**WHAT IS ASKED:** Format the entries starting with the line containing "265, row 324." and continuing through the line containing "column 450, row 488" as a two-column CSV with the headers entry_text and answer. Use one row per entry, put each value in a single quoted field with line breaks replaced by spaces, and leave the pictures out.

** start of DATA SUPPLIED **

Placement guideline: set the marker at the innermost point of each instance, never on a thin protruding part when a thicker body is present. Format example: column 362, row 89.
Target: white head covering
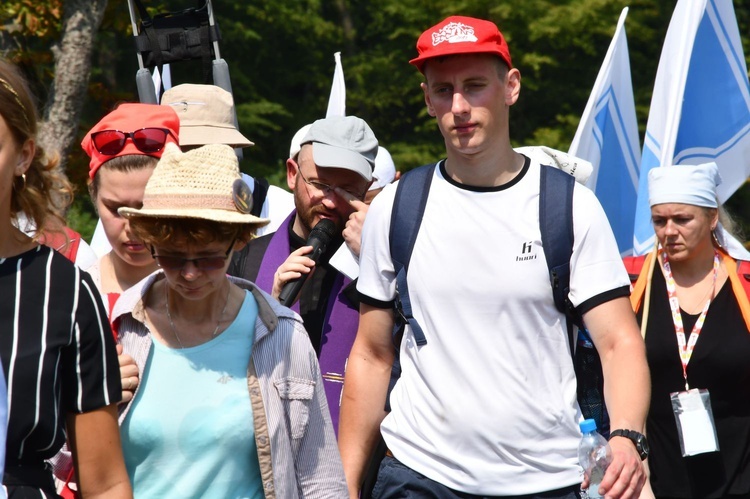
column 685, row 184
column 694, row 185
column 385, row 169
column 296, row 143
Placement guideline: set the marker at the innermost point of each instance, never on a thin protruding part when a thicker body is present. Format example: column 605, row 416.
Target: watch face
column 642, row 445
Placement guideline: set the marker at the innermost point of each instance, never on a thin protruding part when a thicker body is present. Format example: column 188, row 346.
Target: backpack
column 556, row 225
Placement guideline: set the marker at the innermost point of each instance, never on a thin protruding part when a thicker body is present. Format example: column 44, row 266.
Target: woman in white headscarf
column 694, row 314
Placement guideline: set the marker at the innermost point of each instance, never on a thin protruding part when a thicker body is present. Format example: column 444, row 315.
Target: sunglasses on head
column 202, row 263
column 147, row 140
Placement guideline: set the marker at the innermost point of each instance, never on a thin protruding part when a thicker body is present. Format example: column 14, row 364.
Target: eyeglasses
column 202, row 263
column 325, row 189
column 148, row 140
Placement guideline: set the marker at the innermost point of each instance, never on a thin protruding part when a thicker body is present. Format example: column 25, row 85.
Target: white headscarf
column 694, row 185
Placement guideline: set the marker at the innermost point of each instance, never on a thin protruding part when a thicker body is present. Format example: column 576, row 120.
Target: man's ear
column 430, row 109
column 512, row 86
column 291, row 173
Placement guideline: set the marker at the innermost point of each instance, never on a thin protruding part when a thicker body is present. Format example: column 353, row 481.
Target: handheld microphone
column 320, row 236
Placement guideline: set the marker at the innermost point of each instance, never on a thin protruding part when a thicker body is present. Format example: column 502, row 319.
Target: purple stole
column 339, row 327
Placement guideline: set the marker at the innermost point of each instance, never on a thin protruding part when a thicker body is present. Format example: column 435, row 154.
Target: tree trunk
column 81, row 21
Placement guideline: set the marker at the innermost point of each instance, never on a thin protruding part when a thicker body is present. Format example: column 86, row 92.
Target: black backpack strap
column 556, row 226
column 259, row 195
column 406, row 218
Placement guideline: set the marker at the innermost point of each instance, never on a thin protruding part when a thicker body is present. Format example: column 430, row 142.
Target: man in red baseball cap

** end of DATA SUPPLIED **
** start of DATA SUPPLIED **

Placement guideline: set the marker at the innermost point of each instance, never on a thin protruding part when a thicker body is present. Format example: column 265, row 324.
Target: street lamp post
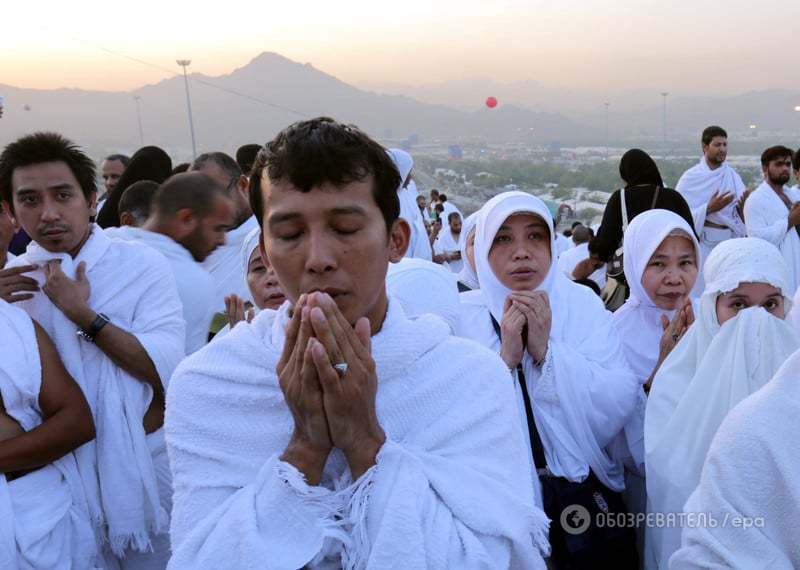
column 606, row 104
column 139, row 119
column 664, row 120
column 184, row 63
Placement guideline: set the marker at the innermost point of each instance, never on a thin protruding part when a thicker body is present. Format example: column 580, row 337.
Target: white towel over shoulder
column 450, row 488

** end of DATA SUPPLIED **

**EXERCISE ANSWER:**
entry_text,answer
"Placement guideline: set the marker at the innermost point of each instance, never on a thin protruding part when a thicker body is present. Format example: column 265, row 324. Target: street lamp post","column 606, row 104 column 139, row 119 column 664, row 120 column 184, row 63"
"Placement guideline: set the marker at the innermost point of each instance, never on a thin protruding part when a thicker body is present. Format example: column 580, row 337. Target: white towel over shoulder","column 450, row 488"